Text provided –

········

- DVD cover
- Directed by: Dwayne Carey-Hill
- Written by: Eric Horsted (Parts One and Two) Michael Rowe Eric Kaplan (Part Three) David X. Cohen Patric M. Verrone (Part Four)
- Story by: Eric Horsted David X. Cohen
- Produced by: Lee Supercinski Claudia Katz
- Starring: Billy West Katey Sagal John DiMaggio Tress MacNeille Maurice LaMarche Phil LaMarr Lauren Tom David Herman
- Edited by: Paul D. Calder
- Music by: Christopher Tyng
- Production companies: The Curiosity Company 20th Century Fox Television
- Distributed by: 20th Century Fox Home Entertainment
- Release date: November 4, 2008;
- Running time: 87 minutes
- Country: United States
- Language: English

= Futurama: Bender's Game =

Futurama: Bender's Game is a 2008 American direct-to-video adult animated science fiction action comedy film and the third of the four Futurama films that make up the show's fifth season. It was released on DVD and Blu-ray on November 4, 2008.

According to the Beast with a Billion Backs DVD commentary, the film, which spoofs Dungeons & Dragons, was in production when Dungeons & Dragons creator, Gary Gygax, died. The film contains a post-credits tribute to Gygax in the form of a title card and a clip of him from the episode "Anthology of Interest I". Elements of J. R. R. Tolkien's The Lord of the Rings and George Lucas' Star Wars are also parodied. The title of the film is a pun on the book Ender's Game, by Orson Scott Card, though the Futurama film has "very little to do with the subject material" of the book. Conversely, the 1985 book also used "Bender" as a mocking pun for "Ender", but Matt Groening stated this is not the original inspiration for Bender's name.

········

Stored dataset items
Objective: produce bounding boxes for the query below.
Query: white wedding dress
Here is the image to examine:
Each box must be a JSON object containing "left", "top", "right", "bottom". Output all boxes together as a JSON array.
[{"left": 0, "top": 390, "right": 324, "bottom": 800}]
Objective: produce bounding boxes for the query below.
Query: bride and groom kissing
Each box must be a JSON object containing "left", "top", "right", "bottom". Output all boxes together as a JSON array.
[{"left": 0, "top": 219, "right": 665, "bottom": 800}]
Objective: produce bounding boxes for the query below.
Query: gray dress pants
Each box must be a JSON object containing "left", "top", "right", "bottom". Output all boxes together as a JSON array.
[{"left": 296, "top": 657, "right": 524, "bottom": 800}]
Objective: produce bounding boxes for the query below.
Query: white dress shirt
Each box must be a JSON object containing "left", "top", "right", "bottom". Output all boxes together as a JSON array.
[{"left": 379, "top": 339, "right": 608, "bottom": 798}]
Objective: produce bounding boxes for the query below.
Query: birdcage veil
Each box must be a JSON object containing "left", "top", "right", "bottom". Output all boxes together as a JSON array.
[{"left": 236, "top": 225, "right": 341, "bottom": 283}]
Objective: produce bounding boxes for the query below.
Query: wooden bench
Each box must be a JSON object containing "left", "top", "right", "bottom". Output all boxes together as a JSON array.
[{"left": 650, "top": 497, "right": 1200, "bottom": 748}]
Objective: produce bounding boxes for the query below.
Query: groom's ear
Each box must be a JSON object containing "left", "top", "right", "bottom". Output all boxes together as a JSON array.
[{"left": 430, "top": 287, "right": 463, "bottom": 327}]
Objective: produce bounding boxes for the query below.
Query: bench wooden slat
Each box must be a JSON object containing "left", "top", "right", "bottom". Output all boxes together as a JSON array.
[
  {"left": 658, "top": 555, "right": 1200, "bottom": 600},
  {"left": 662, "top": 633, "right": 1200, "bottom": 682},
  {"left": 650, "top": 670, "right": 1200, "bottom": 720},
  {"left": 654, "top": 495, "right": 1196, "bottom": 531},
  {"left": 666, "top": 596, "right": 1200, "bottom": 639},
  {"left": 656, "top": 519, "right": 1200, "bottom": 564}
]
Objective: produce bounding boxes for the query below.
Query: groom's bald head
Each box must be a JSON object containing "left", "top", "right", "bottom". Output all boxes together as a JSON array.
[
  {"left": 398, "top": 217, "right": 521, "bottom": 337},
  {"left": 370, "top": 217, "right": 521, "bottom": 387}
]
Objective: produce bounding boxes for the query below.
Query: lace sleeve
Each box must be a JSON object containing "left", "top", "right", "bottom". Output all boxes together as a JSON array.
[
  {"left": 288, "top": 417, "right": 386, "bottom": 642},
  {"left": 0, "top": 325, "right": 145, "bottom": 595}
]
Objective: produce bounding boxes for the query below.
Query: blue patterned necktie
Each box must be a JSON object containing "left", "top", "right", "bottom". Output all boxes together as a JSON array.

········

What to work on –
A) Reproduce the portion of the Futurama: Bender's Game text that runs from "- DVD cover" up to and including "Verrone (Part Four)".
B) According to the Futurama: Bender's Game text, on what date was the film released on DVD and Blu-ray?

Results in order –
A)
- DVD cover
- Directed by: Dwayne Carey-Hill
- Written by: Eric Horsted (Parts One and Two) Michael Rowe Eric Kaplan (Part Three) David X. Cohen Patric M. Verrone (Part Four)

B) November 4, 2008.